> [Work to complete]:
Extract each line of the records below that contains the word "water", copying those lines unchanged.

(Excerpts from a pointing dataset)
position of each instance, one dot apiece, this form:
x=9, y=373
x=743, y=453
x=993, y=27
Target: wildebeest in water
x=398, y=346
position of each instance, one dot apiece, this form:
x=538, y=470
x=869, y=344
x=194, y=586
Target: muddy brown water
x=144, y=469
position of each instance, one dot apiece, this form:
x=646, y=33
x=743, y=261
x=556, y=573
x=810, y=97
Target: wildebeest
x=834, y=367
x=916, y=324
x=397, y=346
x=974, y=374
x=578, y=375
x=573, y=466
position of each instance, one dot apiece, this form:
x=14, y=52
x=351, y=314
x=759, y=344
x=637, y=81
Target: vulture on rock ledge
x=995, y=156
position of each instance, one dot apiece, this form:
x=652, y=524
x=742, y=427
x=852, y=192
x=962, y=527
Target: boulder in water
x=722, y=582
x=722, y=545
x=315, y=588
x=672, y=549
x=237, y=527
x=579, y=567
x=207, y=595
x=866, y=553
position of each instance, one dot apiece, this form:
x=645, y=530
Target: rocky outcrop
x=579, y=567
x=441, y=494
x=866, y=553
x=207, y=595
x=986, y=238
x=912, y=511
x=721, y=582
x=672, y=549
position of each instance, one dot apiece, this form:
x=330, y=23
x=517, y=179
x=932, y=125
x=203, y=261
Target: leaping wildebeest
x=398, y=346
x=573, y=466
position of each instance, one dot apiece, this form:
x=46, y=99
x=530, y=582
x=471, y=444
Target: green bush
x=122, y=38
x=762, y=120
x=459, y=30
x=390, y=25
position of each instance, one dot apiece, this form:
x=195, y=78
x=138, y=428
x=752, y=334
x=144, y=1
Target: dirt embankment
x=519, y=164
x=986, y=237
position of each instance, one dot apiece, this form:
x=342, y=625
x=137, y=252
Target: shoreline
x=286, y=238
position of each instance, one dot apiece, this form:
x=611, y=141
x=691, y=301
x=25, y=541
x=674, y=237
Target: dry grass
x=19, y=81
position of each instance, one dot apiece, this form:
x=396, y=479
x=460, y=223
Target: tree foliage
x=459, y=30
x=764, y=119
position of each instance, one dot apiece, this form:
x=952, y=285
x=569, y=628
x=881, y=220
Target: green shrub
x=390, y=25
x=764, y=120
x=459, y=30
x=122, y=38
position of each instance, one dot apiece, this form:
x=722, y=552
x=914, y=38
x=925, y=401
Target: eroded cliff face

> [Answer for this exercise]:
Target: wildebeest in water
Target: muddy brown water
Target: boulder in water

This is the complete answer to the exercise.